[Entries on locating named things]
--------------------------------

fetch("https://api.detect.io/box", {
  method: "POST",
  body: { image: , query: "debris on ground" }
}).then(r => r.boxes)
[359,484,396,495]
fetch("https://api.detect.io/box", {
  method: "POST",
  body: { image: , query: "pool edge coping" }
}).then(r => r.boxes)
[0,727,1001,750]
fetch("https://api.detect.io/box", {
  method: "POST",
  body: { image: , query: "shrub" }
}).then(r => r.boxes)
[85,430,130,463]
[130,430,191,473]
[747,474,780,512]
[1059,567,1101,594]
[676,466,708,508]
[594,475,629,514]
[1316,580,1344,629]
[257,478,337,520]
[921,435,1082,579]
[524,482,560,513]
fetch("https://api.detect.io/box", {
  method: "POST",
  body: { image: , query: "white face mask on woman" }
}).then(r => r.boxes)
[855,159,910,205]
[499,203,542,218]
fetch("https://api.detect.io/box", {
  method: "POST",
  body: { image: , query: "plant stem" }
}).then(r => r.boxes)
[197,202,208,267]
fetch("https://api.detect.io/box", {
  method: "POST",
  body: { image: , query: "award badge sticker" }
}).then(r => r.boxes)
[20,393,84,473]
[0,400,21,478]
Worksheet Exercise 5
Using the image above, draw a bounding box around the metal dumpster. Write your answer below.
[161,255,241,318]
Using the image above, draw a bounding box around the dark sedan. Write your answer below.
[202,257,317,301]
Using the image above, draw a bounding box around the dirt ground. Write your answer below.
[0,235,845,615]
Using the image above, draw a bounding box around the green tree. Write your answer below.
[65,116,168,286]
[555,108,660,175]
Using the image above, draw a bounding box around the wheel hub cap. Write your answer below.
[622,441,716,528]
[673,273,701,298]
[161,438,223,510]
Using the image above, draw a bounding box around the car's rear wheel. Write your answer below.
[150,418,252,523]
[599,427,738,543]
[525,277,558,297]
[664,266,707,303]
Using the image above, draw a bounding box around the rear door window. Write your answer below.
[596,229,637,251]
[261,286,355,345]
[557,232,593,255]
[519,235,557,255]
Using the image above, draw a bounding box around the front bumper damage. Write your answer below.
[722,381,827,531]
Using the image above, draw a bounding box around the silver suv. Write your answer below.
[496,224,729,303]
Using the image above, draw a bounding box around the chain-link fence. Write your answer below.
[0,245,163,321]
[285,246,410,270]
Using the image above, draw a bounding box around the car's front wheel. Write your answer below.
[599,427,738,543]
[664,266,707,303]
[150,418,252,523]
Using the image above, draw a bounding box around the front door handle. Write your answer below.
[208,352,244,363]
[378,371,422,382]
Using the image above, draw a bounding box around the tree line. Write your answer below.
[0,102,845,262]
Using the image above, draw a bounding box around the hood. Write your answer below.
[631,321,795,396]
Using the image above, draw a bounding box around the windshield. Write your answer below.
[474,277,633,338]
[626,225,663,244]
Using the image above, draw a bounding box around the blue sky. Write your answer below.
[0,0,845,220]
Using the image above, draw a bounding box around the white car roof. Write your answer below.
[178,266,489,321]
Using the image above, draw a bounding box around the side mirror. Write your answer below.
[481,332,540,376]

--------------------------------

> [Prompt] Rewrite all the records above, replacing "Write your answer below" with "Enter the coordinates below" and leaving everything else unchanged.

> [Answer to the exercise]
fetch("https://api.detect.io/box", {
  method: "POST",
  body: { image: , query: "debris on ground" }
}).then(r => r.boxes)
[359,484,396,495]
fetch("https://api.detect.io/box", {
  method: "POST",
  body: { image: , query: "pool edge coping" }
}).then(r => r.boxes)
[0,727,1001,750]
fetch("https://api.detect.io/box", {
  method: "POST",
  body: { image: , query: "shrub" }
}).then(r => r.boxes)
[85,430,130,463]
[130,430,191,473]
[747,474,780,512]
[1059,567,1101,594]
[676,466,708,508]
[594,475,629,514]
[1316,580,1344,629]
[257,478,337,520]
[921,435,1082,579]
[524,482,560,513]
fetch("https://api.detect.io/box", {
  method: "POST",
  body: { image: , query: "white face mask on woman" }
}).then(r => r.boxes)
[855,159,910,205]
[499,203,542,218]
fetch("https://api.detect.io/box", {
  method: "POST",
  body: { image: , query: "plant stem" }
}).then(r => r.boxes)
[197,202,208,267]
fetch("https://api.detect.io/box", {
  method: "POST",
  body: { image: , query: "award badge sticker" }
}).then(r => r.boxes)
[20,393,84,473]
[0,400,21,478]
Worksheet Exercise 5
Using the image above, draw a bounding box around the metal dumpster. Enter the coordinates below.
[161,255,241,318]
Using the image above, draw a bounding box around the dark sedan. Enter the coordinates below.
[202,257,317,301]
Using the image above, draw a bounding box around the dirt ground. Enter the coordinates below.
[0,235,845,615]
Using the image above, draw a bounding box around the green tree. Enter the coordinates below.
[65,116,168,286]
[555,108,660,175]
Using the image above, draw a bounding box around the wheel hub cap. Enter the coordinates below.
[622,441,716,528]
[673,273,701,298]
[161,438,223,510]
Using the image above, draw a bounding box around the car's rear wheel. Enter the coordinates below.
[150,418,252,523]
[599,427,738,543]
[525,277,558,297]
[664,266,707,303]
Using the image above, draw a bounding box around the rear door window. Enter the coordinates below.
[596,229,637,251]
[261,286,355,345]
[557,232,593,255]
[519,235,557,255]
Using the image above, draw a bounding box around the front bumper damage. Enter the coordinates below.
[722,381,827,531]
Using the image above, draw a bounding box around the silver suv. Enter the coordinates below.
[496,224,729,303]
Using the image above, draw a bounding box around the chain-link fence. Enter the coordinates below.
[0,245,163,321]
[285,246,410,270]
Using the image above, draw a bounding box around the car's front wheel. Enter the coordinates below.
[599,427,738,543]
[664,266,707,303]
[150,418,252,523]
Using the image above, draw a bounding box around the front door handle. Enter the coordinates below.
[208,352,244,363]
[378,371,422,382]
Using the image above, draw a bounding box around the tree line. Enter the coordinates below.
[0,102,845,262]
Using the image above, draw a bounding box around the hood. Enter the coordinates below.
[631,321,795,396]
Using the image above, draw a bounding box around the windshield. Enter the coordinates below.
[474,277,633,338]
[626,225,663,244]
Using the image above, draw a bounding box around the blue sky. Enter the coordinates below.
[0,0,845,220]
Using the image above, draw a bounding box around the white car roof. Enter the coordinates below.
[178,266,489,321]
Using the image above, draw a bounding box around the side mirror. Enter the coordinates below.
[481,332,540,376]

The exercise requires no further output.